- _Given request_
Render the lines of the records below, from the line containing "query: the noun phrase to segment: wrist" through the line containing "[[[6,77],[7,69],[0,66],[0,86]]]", both included, as a numbered list with blank lines omitted.

- _Task material_
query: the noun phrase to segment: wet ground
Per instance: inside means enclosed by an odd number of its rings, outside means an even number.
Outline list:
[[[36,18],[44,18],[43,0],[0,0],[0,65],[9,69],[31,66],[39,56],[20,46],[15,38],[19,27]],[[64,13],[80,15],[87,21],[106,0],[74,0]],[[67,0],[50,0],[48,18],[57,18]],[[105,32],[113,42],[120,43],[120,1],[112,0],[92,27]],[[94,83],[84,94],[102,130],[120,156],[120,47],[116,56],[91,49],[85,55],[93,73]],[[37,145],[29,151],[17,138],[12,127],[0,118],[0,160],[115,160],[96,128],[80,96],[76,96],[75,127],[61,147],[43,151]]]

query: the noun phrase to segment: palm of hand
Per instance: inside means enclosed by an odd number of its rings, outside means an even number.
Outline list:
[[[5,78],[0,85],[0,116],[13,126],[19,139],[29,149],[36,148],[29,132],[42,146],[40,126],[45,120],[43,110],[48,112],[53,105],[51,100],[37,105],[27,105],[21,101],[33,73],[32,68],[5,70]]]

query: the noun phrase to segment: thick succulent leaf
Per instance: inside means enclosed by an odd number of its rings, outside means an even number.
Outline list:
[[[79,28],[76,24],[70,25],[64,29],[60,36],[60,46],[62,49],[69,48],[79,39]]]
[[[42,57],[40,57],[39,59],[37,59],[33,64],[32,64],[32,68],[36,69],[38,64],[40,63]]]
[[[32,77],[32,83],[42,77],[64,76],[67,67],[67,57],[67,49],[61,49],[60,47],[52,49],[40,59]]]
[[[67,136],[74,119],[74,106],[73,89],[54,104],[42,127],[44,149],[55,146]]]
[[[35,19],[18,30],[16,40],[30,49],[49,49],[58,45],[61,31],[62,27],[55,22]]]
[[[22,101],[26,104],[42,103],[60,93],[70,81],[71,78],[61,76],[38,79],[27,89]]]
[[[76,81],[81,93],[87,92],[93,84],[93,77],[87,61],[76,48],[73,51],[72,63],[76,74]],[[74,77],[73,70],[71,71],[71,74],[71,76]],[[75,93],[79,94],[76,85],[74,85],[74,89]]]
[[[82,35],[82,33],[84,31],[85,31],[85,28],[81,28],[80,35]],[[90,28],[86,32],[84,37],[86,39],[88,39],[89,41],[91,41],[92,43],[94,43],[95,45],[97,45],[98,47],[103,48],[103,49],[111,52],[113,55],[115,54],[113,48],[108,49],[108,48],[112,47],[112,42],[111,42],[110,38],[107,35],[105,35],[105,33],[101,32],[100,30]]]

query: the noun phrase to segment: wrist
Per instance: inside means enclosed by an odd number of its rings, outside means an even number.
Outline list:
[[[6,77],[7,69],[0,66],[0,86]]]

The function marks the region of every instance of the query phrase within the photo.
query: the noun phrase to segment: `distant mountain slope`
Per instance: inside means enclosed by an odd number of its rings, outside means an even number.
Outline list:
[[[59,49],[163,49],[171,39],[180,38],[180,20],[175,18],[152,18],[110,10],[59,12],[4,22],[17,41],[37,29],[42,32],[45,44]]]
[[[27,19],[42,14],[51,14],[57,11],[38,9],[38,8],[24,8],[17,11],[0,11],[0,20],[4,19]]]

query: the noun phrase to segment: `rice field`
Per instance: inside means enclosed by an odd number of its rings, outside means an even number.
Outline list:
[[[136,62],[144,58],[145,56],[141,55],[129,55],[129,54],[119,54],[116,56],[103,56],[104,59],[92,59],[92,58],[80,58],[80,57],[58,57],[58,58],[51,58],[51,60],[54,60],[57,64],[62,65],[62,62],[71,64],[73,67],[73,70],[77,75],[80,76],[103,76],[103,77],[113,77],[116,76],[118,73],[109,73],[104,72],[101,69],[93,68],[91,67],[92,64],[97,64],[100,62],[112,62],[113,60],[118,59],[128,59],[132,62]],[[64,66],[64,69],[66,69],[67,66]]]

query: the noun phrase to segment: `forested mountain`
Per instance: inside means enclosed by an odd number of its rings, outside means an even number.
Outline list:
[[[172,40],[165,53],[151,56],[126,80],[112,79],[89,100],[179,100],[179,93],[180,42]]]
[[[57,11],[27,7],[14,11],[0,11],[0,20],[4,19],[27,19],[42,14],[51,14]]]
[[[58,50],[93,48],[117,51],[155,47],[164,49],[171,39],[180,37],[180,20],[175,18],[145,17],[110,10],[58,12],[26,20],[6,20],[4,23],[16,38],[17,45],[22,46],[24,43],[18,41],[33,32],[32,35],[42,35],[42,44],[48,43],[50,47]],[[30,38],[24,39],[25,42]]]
==
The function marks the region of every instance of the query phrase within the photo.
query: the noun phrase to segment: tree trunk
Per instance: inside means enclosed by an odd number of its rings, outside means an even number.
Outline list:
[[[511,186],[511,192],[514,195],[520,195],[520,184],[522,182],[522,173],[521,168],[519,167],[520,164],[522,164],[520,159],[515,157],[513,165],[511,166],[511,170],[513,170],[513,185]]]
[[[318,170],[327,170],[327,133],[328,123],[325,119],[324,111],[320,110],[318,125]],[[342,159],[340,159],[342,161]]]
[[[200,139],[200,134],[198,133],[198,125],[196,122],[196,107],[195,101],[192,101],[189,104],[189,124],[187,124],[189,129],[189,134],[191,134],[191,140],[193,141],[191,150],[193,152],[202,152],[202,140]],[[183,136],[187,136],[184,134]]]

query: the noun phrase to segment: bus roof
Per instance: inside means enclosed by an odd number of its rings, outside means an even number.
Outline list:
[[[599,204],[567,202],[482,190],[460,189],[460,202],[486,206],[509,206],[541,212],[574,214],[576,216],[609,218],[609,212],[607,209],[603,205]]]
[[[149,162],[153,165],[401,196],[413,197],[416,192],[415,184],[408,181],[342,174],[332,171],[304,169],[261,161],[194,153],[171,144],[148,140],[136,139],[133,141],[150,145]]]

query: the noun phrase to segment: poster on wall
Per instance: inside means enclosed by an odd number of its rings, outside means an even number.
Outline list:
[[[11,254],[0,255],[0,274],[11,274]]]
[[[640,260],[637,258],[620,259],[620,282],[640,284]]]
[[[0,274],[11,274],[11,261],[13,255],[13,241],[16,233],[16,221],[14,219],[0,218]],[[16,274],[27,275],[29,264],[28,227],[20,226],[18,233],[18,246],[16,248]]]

- _Task result_
1. query: the noun phrase to segment: wrist
2. Per instance: inside means enclosed by an odd number of its rings, outside means an even number.
3. Outline list:
4. [[[6,77],[7,69],[0,66],[0,86]]]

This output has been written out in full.